[Start]

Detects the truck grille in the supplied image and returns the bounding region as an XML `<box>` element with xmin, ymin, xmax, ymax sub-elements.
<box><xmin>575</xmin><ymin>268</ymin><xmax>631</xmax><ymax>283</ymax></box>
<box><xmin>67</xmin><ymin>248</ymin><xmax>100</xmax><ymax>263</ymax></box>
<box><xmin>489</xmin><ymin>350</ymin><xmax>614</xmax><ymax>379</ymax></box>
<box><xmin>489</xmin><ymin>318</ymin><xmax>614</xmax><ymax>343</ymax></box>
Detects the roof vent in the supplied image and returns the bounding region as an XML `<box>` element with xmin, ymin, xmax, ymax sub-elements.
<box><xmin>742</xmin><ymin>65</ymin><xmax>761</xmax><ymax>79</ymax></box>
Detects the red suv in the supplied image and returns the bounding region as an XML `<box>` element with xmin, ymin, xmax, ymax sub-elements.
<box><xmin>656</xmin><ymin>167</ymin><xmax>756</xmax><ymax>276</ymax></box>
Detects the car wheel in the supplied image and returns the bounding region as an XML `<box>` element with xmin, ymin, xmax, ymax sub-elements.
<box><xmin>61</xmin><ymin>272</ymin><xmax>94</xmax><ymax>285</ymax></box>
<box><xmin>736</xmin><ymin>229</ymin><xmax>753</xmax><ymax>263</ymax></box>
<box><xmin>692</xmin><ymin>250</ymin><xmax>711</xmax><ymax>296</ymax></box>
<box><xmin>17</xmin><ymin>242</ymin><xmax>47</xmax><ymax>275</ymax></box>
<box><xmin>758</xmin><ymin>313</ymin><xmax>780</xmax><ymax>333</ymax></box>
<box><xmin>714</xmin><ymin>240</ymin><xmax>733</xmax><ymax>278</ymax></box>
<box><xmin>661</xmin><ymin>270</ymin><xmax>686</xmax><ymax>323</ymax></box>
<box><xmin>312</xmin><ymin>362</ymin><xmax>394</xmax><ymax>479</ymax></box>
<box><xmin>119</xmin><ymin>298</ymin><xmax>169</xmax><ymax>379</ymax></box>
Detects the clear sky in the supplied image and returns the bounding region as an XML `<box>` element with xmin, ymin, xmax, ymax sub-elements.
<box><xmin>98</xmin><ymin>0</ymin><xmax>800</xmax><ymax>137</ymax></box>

[End]

* _Written task_:
Rescale the part of the material that opens with the line containing "Detects the clear" and closes with the end of the material, both ends included, and write out only those lines again, requests unchanged. Multiply every box coordinate in the answers by 2.3 and round to whole numbers, with halves rounding up.

* _Right answer_:
Detects the clear sky in the supplied image and returns the bounding region as an XML `<box>` element with xmin, ymin, xmax, ymax sub-elements.
<box><xmin>225</xmin><ymin>0</ymin><xmax>1840</xmax><ymax>315</ymax></box>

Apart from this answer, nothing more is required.